Input records:
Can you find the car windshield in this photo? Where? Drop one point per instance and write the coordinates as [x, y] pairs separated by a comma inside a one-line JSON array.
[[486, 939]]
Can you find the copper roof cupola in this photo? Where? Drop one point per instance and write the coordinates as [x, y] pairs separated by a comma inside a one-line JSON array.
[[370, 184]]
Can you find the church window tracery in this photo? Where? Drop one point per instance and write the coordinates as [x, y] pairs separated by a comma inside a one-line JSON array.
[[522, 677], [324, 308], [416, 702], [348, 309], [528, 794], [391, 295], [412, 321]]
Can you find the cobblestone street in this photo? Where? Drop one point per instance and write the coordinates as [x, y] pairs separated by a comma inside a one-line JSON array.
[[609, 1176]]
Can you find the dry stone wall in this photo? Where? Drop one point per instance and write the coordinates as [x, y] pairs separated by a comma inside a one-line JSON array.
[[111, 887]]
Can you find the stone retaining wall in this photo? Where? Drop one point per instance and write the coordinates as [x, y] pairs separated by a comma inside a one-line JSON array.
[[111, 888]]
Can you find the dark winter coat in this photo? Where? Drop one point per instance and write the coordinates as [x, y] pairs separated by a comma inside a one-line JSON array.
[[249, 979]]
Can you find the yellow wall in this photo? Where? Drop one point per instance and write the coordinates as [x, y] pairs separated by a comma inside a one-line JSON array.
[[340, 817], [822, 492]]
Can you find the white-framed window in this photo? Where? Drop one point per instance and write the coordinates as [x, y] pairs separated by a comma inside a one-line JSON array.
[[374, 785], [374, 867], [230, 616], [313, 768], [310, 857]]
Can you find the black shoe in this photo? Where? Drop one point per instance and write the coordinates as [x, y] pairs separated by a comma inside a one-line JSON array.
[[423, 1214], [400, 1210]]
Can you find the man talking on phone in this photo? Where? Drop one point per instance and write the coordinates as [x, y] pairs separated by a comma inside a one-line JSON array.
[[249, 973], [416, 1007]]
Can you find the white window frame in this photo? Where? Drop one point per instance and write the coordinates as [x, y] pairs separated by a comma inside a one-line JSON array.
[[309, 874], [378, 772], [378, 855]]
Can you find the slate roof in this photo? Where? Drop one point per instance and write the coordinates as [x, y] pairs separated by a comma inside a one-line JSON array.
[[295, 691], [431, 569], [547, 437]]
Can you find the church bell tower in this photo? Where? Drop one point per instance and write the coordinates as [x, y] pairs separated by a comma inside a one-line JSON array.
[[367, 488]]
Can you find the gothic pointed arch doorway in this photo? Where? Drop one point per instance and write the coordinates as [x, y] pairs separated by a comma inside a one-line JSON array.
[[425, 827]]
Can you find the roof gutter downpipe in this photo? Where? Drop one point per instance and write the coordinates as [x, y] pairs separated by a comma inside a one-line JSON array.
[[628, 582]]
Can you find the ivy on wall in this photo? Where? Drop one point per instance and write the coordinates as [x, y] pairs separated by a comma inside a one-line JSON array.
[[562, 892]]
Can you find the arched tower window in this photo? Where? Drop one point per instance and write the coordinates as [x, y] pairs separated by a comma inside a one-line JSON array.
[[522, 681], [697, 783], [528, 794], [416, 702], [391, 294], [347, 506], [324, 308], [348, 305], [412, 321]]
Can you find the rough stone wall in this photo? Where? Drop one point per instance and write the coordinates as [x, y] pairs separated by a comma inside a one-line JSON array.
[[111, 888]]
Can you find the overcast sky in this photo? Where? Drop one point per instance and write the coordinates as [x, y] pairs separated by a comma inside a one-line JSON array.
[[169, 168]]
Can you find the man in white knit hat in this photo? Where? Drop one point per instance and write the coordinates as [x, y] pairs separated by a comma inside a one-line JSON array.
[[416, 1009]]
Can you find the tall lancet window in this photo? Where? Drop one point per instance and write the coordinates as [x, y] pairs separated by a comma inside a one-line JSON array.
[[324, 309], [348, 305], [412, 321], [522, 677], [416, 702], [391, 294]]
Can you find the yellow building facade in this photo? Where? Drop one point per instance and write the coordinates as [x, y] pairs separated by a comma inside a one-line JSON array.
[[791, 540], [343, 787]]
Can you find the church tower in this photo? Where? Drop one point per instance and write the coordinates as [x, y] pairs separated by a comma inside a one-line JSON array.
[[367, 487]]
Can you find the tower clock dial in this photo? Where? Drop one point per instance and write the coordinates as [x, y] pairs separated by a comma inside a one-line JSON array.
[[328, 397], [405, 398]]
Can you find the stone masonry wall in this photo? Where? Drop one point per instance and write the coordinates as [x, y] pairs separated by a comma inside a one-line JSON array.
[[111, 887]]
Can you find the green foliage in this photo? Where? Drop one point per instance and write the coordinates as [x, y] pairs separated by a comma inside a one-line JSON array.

Work to be completed: Lay out all of the rows above as a numbered list, one row per item, and drop any blank lines.

Result of this task:
1. Can you find the car windshield in this photo? Where? Drop one point per instance and write the coordinates as [x, y] pairs separated by a comma inside a one-line JSON array.
2. [[486, 939]]
3. Can you find the copper roof cupola in this photo? Where? Drop one point per instance and write the coordinates as [x, y] pairs separated by a comma inside a one-line JSON array.
4. [[370, 184]]
5. Can you find the church window tracery in this photo? Where? Drop one point per instance and write the coordinates as [x, y] pairs separated by a comma inside a one-line JSON array.
6. [[522, 677], [324, 308], [416, 702], [348, 309], [528, 794], [391, 295], [412, 321]]
7. Can you find the cobblestone street in this photo? Where? Drop one point per instance and write the coordinates as [x, y] pairs separated by a comma inside a one-line JSON array.
8. [[609, 1176]]
9. Can you find the dry stone wall in this photo? Where? Drop one point per instance and write the coordinates as [x, y] pairs separated by a comma inside a one-line JSON array.
10. [[111, 887]]
11. Can you find the stone retaining wall in this photo? Where? Drop one point per instance and write the coordinates as [x, y] pairs separated by a comma inside a one-line JSON array.
12. [[111, 888]]
13. Can you find the dark winter coat in this photo? Where? Drop one point per instance and write the coordinates as [x, y] pairs separated by a comma inside a one-line JSON array.
14. [[249, 979]]
15. Can you find the yellow wall in this photo? Where? Drop one point per instance and write the coordinates as [x, y] pairs separated by a comma inside a one-line JSON array.
16. [[340, 817], [822, 492]]
17. Can you find the white-framed window in this photo? Where? Drop one point per instance and write the coordinates as [x, y] pairs separated by a comma inside a one-line JSON array.
18. [[374, 785], [374, 867], [230, 616], [313, 768], [310, 857]]
19. Can you find the black shoe in this photo? Where? Drop one point per instance and write the coordinates as [x, y] pairs separated by a comma inside a one-line JSON array.
20. [[423, 1214], [400, 1210]]
21. Can you find the man talking on phone in this photo? Where? Drop one point per instance and write the coordinates as [x, y] pairs separated by a comma inside a one-line JSON array.
22. [[249, 973], [416, 1007]]
23. Can you find the white window frame in this photo? Where? Drop one point per instance and write the coordinates as [x, y] pairs separated by a comma inside a one-line JSON array.
24. [[309, 874], [378, 772], [378, 855]]
25. Can you find the slate roof in this photo? Where? Drop one point per instance and write the coordinates as [x, y] pairs separated by a comma inside a one-line JSON array.
26. [[295, 691], [431, 569], [547, 437]]
27. Can you find the church bell tower in this photo? Where? Drop one point per instance and write the coordinates as [x, y] pairs separated by a comma inside a one-line JSON array.
28. [[367, 488]]
29. Can you find the gothic pointed arch doorway in this photo? Where? Drop one point per instance and write the coordinates as [x, y] pairs separated by a comma inside a one-line JSON array.
30. [[425, 827]]
31. Can you find the roof gutter downpipe in this photo? Where? Drop one point per instance and write the coordinates as [x, y] pairs separated by a comma inside a one-line JSON array.
32. [[628, 582]]
33. Can you find the ivy on wall in this photo? Where? Drop one point per instance and write the coordinates as [x, y] pairs separated by a comma inside a one-line JSON array.
34. [[562, 892]]
35. Can you find the arched tower window in this photo? Where? Drop one point per instance and write the coordinates as [x, y] pairs separated by a comma inside a one-line JSON array.
36. [[522, 681], [697, 783], [528, 794], [416, 702], [391, 294], [347, 506], [324, 308], [348, 305], [412, 321]]
37. Can you find the rough stone wall in this photo? Where? Drop one point per instance and write the coordinates as [x, y] pairs separated by a comma inside a one-line JSON array.
38. [[111, 888]]
39. Can you find the overcast sky in this photo? Where? Drop one point per instance and write the coordinates as [x, y] pairs separated by a comma inside a one-line JSON array.
40. [[169, 168]]
41. Can you find the man in white knit hat in this photo? Where? Drop one point per instance and write the coordinates as [x, y] pairs separated by a comma inside a one-line JSON array.
42. [[416, 1009]]
43. Can you find the tall lancet window in this photo? Where? Drop one point per instance and write the coordinates as [x, y] pairs separated by a comma inside a one-line JSON array.
44. [[324, 309], [348, 305], [412, 321], [522, 677], [416, 702], [391, 294]]
45. Can you find the yellow building facade in this photo? Where? Drop one point per instance and write the coordinates as [x, y] pairs separated by a comma inside a one-line JSON array.
46. [[791, 540], [343, 787]]
47. Can you find the church tower in this photo? Where? Drop one point per instance and write the coordinates as [x, y] pairs separated by a comma inside a one-line JSON array.
48. [[367, 487]]
49. Can you find the tower clock dial in this photo? Where? Drop one point per instance and write the coordinates as [x, y] pairs separated by a comma inside a one-line JSON array.
50. [[328, 397], [405, 398]]
51. Can you find the stone masonry wall in this photo? Where? Drop one point per instance and write the coordinates as [x, y] pairs separated by a comma inside a one-line JSON array.
52. [[111, 887]]
53. Can you find the green foliage in this photo? Where? Drop one point per instance and write the coordinates as [x, y] pairs separated by a comma inside a one-line JSON array.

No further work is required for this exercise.